> EXERCICES
1) D'après le texte proposé, dans quelle ville le livre Stèle pour James Joyce a-t-il été publié ?
2) En vous appuyant sur le texte proposé, expliquez en une à trois phrases sur quoi Gillet se fonde pour rapprocher la poésie moderne de la thérapeutique freudienne.
3) Restituez sans rien changer le passage du texte proposé qui commence aux mots « l’infra-rationnel. Nous avons » et s'arrête après les mots « conseille de lire. ».

> TEXTE PROPOSÉ
* * * * * * *

Plus loin Gillet, qui est devenu académicien toujours  bien pensant, ira jusqu’à comparer la poésie moderne   qui recueille, écrit-il, les mouvements de l’inconscient, à ce qu’il appelle la thérapeutique freudienne :

                        « Cette méthode de délier les âmes, de relâcher les gênes du social et du

                        respect humain, de débrider  les plaies par la suppuration de l’hypnose, est

                        devenu le principe de  la thérapeutique freudienne. Beaucoup de choses, dans

                        la psychologie et l’esthétique modernes, s’expliquent par cette technique de

                        l’infra-rationnel. Nous avons retrouvé la clef des songes. » (p 83)

 

            A cette date donc, dans l’article de décembre 1940, l’ultime, Gillet est déjà venu  ici, à Saint-Gérand, à l’automne, rendre visite à Joyce. Et il évoquera cette  visite en 1941, juste après la mort de Joyce, dans des articles repris dans le livre Stèle pour James Joyce, publié, comme je le disais, la même année 1941, à Marseille. C’est le livre qui est aujourd’hui réédité et que  je vous conseille de lire.

* * * * * * *

> DONNÉES FOURNIES
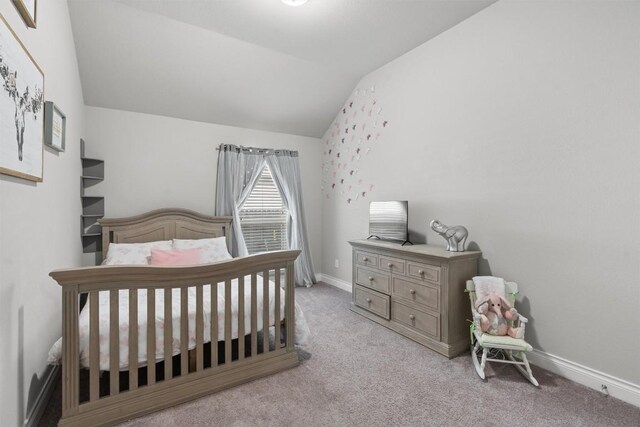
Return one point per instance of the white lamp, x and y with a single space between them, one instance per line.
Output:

* * * * * * *

> CORRIGÉS
1) À Marseille, en 1941.

2) Pour Gillet, la poésie moderne recueille les mouvements de l'inconscient. Or la méthode qui consiste à délier les âmes et à relâcher les gênes du social et du respect humain est devenue le principe de la thérapeutique freudienne.

3)
l’infra-rationnel. Nous avons retrouvé la clef des songes. » (p 83)

 

            A cette date donc, dans l’article de décembre 1940, l’ultime, Gillet est déjà venu  ici, à Saint-Gérand, à l’automne, rendre visite à Joyce. Et il évoquera cette  visite en 1941, juste après la mort de Joyce, dans des articles repris dans le livre Stèle pour James Joyce, publié, comme je le disais, la même année 1941, à Marseille. C’est le livre qui est aujourd’hui réédité et que  je vous conseille de lire.